#### [Stored data]
------

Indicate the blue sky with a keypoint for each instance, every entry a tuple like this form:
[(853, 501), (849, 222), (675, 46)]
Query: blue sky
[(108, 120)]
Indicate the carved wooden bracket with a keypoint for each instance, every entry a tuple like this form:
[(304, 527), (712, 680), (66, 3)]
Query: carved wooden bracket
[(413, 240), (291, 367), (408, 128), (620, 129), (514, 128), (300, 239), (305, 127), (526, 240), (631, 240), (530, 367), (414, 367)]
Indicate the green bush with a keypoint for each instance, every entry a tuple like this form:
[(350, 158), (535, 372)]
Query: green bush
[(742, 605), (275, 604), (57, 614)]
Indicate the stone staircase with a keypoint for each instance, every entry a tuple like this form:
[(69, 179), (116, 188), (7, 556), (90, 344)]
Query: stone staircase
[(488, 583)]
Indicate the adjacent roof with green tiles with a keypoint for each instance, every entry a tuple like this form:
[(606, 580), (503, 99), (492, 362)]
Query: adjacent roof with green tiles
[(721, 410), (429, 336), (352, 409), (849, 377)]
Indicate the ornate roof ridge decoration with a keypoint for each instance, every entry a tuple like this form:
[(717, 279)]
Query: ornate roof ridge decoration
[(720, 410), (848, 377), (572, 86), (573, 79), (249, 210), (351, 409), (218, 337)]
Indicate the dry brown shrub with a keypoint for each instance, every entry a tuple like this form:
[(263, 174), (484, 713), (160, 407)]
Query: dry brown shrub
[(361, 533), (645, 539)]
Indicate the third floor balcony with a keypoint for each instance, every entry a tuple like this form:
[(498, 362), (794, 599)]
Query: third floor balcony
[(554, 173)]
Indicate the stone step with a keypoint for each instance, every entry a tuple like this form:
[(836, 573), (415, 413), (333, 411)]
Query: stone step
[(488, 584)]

------

#### [Task objective]
Here, the records must be output exactly and in full.

#### [Exercise answer]
Indicate the blue sky with a keypoint for each instance, every entry a tuple like this form:
[(853, 501), (849, 222), (675, 46)]
Query: blue sky
[(108, 120)]
Indicate the carved wooden bracket with a keypoint for each instance, every entry a tuple like this form:
[(304, 527), (712, 680), (66, 3)]
Query: carved wooden bracket
[(413, 240), (291, 367), (408, 128), (620, 129), (514, 128), (300, 239), (305, 127), (526, 240), (631, 240), (530, 367), (414, 367)]
Indicate the green bush with a keypoint for each instance, every entry a tuple like this form:
[(350, 158), (535, 372)]
Query: green bush
[(742, 605), (275, 604), (57, 614)]
Indicate the stone staircase with a keypoint for each instance, every entry a tuple like this form:
[(69, 179), (116, 188), (7, 556), (90, 344)]
Query: stone staircase
[(488, 583)]
Indicate the adjacent roof with green tiles with a keypoint for each instance, every entry a tuple like this form:
[(606, 580), (503, 99), (492, 362)]
Query: adjacent roof with green tiles
[(721, 410), (429, 336), (352, 409), (849, 377)]
Indicate the ornate roof ridge decoration with a keypoint for each instance, every entry a tuple like this form:
[(717, 279)]
Query: ornate roof ridge decoration
[(720, 410), (848, 377), (572, 86), (573, 79), (249, 210), (351, 409), (218, 337)]
Indicate the dry brown shrub with a keypoint for each instance, every entry a tuple like this form:
[(263, 174), (484, 713), (160, 407)]
Query: dry brown shrub
[(361, 533), (645, 539)]
Indicate the third floor balcony with a keypoint for each instance, every entry a tuple like this form:
[(498, 362), (794, 599)]
Query: third floor balcony
[(554, 173)]
Indicate the stone step with a keypoint for each instance, every entry a tuple like this form:
[(836, 573), (415, 413), (333, 411)]
Query: stone step
[(488, 584)]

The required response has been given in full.